INSTRUCTION A:
Retype the Tiger Moth Museum page word for word, everything from "Step back to" down to "over the world.".

TEXT BLOCK:
“Moth Balls” – Tiger Moth Museum

Step back to 1909 when young Sir Geoffrey De Havilland had a dream, and follow the remarkable evolution of one of the greatest aircraft of all time … the open cockpit, biplane TIGER MOTH.

Stroll through the Tiger Moth Museum at your leisure. Marvel at the history and memorabilia of the magical 1930’s vintage open-cockpit DH82A Tiger Moth.

Take a close up look at living history in action as our WWII biplanes go through their paces literally metres away. Our small museum has been a passion of ours for over 25 years.

Our love of the “Tiger Moth” has seen us put together a collection of memorabilia which we believe to be of much interest to Tiger Moth enthusiasts all over the world.

Geoffrey-de-Havilland

Geoffrey De Havilland

The De Havilland Story

On a crisp December day in 1909 a 27 year old motor engineer sat amidst the spars, struts and piano-wire braces of a strange twin-prop biplane he had designed and built. In the plane, that was perched on top of a hill on the Hampshire downs, sat the pilot dressed in a neat high-breasted suit and a tall white collar. Suddenly the engine sprang to life and the two propellers mounted behind the wings thrashed into the air.

INSTRUCTION B:
Echo the whole listing below line for line, leaving out the pictures.

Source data
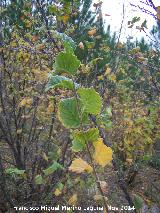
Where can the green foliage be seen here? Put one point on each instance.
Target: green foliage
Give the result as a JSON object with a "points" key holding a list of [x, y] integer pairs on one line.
{"points": [[56, 81], [66, 62]]}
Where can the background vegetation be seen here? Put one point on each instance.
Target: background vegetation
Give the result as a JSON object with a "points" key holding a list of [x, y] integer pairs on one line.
{"points": [[79, 109]]}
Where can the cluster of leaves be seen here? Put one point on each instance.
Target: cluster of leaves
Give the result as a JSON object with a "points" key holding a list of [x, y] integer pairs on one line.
{"points": [[51, 147]]}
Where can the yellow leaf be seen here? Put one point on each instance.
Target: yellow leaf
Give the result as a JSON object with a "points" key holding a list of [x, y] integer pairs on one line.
{"points": [[92, 32], [78, 165], [103, 154], [73, 200]]}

ANSWER A:
Step back to 1909 when young Sir Geoffrey De Havilland had a dream, and follow the remarkable evolution of one of the greatest aircraft of all time … the open cockpit, biplane TIGER MOTH.

Stroll through the Tiger Moth Museum at your leisure. Marvel at the history and memorabilia of the magical 1930’s vintage open-cockpit DH82A Tiger Moth.

Take a close up look at living history in action as our WWII biplanes go through their paces literally metres away. Our small museum has been a passion of ours for over 25 years.

Our love of the “Tiger Moth” has seen us put together a collection of memorabilia which we believe to be of much interest to Tiger Moth enthusiasts all over the world.

ANSWER B:
Where can the green foliage be seen here? Put one point on each instance.
Target: green foliage
Give the result as a JSON object with a "points" key holding a list of [x, y] integer pairs on one line.
{"points": [[56, 81], [66, 62]]}
Where can the background vegetation be seen here? Put one point on each instance.
Target: background vegetation
Give the result as a JSON object with a "points" key holding a list of [x, y] integer pairs on one line.
{"points": [[79, 109]]}
Where can the cluster of leaves be seen here? Put one point on each instance.
Target: cluster of leaves
Give the result as a JSON object with a "points" key holding a list of [x, y] integer pairs on one line.
{"points": [[51, 147]]}
Where can the yellow leaf be seen here? Put one point on each instance.
Target: yellow leaf
Give the result as a JSON object with a "points" key holding a list of [x, y] integer pairs on one line.
{"points": [[92, 32], [78, 165], [103, 154], [73, 200]]}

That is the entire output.